→ Text for analysis:
3D print kidney
Kidneys on demand: How 3D printers could make organs
A 'GRAND VISION' OF ORGAN PRINTING: Researchers and firms hoping to transform medicine with 3D-printed organs have made strides in recent years, bolstered by increased funding and interest.
They’re working to develop customized 3D-printed organs, including hearts and kidneys, from patients’ own cells — a process they hope will reduce the likelihood of patients’ bodies rejecting them and speed up delivery of the organs to those who need them. More than 100,000 Americans are on the national organ transplant waiting list, and 17 people die daily waiting for organs, according to the federal government.
“If we get this to work, it fundamentally changes medicine as we know it … especially if we can do it in a way that is even remotely cost-effective,” said Adam Feinberg, an engineering professor at Carnegie Mellon who co-founded 3D bioprinting company FluidForm. “We're talking about a technology that can rebuild different parts of the body as needed. ”

→ Supplied entries:
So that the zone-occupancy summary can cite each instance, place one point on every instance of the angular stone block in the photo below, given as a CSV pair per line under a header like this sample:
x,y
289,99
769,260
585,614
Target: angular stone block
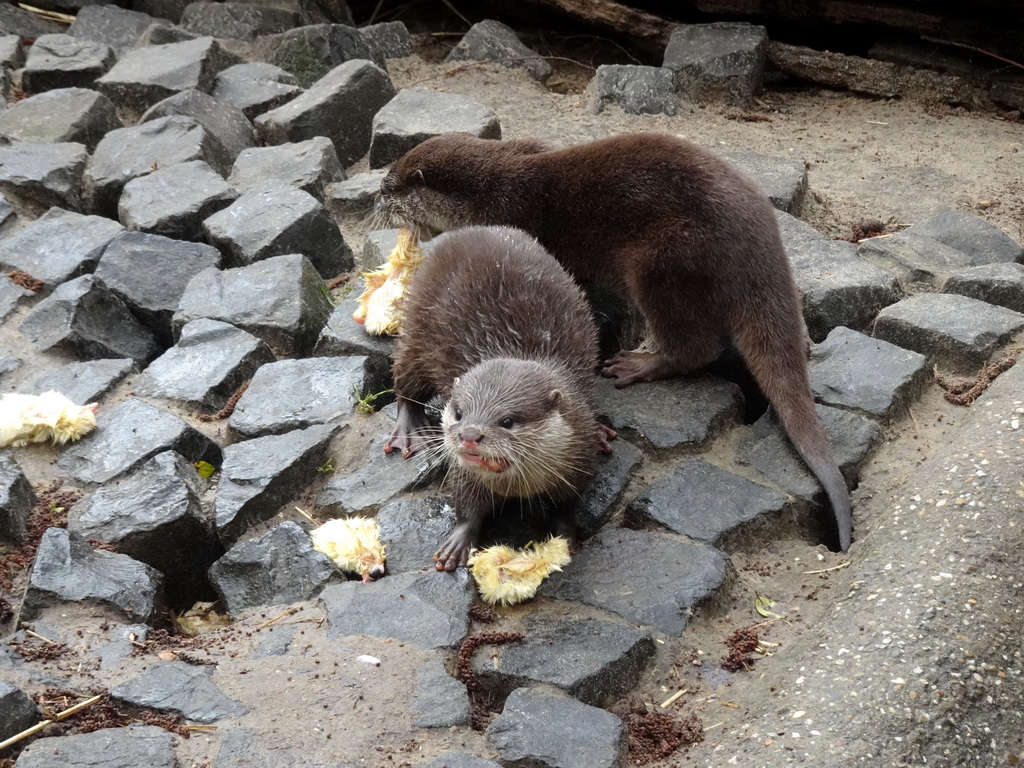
x,y
417,114
340,105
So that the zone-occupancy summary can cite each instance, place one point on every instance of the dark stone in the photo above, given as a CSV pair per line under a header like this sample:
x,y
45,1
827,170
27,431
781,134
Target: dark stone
x,y
274,220
595,662
644,578
67,115
494,41
59,246
956,332
851,370
417,114
16,501
279,567
83,316
176,686
126,436
150,272
635,89
672,414
539,729
700,501
282,300
308,166
340,105
69,569
209,364
36,176
427,610
65,61
112,748
259,475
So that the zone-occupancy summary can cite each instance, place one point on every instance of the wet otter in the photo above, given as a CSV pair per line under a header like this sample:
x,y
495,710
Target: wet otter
x,y
494,324
680,232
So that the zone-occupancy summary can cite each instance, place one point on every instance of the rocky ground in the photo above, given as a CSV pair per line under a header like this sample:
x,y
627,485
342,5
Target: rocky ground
x,y
702,621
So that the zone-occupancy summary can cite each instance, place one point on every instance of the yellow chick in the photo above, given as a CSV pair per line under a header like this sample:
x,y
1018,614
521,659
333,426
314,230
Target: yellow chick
x,y
380,305
353,544
507,576
51,416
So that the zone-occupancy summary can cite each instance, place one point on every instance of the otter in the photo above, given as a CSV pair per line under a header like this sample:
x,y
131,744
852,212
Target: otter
x,y
685,237
496,326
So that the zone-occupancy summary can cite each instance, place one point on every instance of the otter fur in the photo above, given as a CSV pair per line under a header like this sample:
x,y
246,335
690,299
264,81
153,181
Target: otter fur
x,y
690,241
496,326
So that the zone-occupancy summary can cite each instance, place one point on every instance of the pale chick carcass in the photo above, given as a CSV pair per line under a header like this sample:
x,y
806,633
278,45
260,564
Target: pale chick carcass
x,y
509,576
37,418
380,304
353,544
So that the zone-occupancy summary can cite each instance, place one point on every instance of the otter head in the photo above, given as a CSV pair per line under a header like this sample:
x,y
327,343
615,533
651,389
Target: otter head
x,y
505,426
453,180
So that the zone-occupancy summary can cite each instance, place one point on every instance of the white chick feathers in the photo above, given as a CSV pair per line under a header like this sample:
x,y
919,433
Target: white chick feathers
x,y
353,544
508,576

→ Activities:
A: Rename "kidneys" to "livers" in the article on 3D-printed organs and give the passage starting at "They’re working to" and ending at "the federal government.".
B: According to the article on 3D-printed organs, how many people die each day waiting for organs?
Answer from the text alone, without the records.

→ Response list:
A:
They’re working to develop customized 3D-printed organs, including hearts and livers, from patients’ own cells — a process they hope will reduce the likelihood of patients’ bodies rejecting them and speed up delivery of the organs to those who need them. More than 100,000 Americans are on the national organ transplant waiting list, and 17 people die daily waiting for organs, according to the federal government.

B: 17 people, according to the federal government.